Vous êtes à lorigine
de ce projet dintégrale : quest-ce qui vous
a donné lenvie de la réaliser ?
Tout d'abord, le fait d'aborder l'ensemble des sonates de Mozart
permet d'obtenir une vue globale de l'oeuvre du compositeur et
de l'évolution de son écriture. Chaque sonate peut
être replacée dans son contexte, certaines sonates
se font écho, dialoguent ou s'opposent... On est presque
face à une structure organisée, qui, bien que non
conçue comme telle (Mozart n'a pas pensé ses sonates
comme un tout), présente des rapports étroits et
complexes entre ses différents éléments.
Voici un aspect important: la vue d'ensemble, "panoramique",
permet, je crois, d'interpréter chaque sonate avec plus
de fraîcheur et de manière plus juste et plus spécifique.
Ce projet nécessitant un important investissement de temps,
Mozart devient une partie intégrante de la vie quotidienne,
si j'ose dire. Cela n'a pas, pour l'instant, produit d'effets
nocifs sur la santé !

========================================================================

- _Consigne_
Relevez, dans l'extrait sur les sonates de Mozart, tous les rapports que certaines sonates entretiennent entre elles.

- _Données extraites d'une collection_
========================================================================

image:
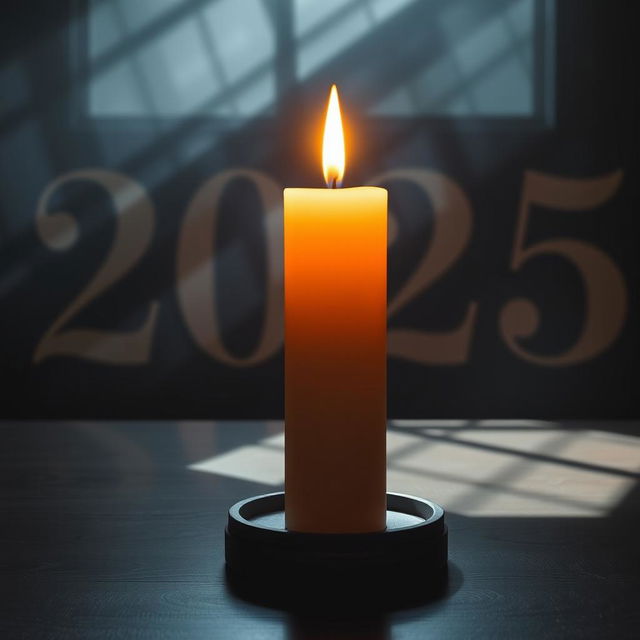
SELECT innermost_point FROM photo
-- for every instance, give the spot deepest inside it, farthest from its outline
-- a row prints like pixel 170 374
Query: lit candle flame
pixel 333 143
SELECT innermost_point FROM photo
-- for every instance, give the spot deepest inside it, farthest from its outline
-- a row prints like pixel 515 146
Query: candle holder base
pixel 265 560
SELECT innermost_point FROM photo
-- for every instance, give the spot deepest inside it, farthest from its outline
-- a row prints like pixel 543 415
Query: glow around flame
pixel 333 143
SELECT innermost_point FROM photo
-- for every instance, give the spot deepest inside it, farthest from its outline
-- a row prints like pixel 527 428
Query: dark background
pixel 580 123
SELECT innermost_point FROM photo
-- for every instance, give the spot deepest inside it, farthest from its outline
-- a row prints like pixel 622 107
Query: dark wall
pixel 512 173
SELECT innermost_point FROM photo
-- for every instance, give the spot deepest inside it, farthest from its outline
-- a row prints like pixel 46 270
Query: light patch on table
pixel 482 468
pixel 252 463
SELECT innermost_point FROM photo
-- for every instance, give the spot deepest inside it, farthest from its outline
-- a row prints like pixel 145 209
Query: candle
pixel 335 349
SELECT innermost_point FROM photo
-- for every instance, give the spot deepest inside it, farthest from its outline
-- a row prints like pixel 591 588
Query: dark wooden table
pixel 115 530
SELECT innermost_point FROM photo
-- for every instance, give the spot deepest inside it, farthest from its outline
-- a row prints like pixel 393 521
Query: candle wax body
pixel 335 359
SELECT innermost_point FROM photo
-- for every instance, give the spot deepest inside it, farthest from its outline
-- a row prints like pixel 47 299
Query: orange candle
pixel 335 350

========================================================================

- _Résultat_
Elles se font écho, dialoguent ou s'opposent.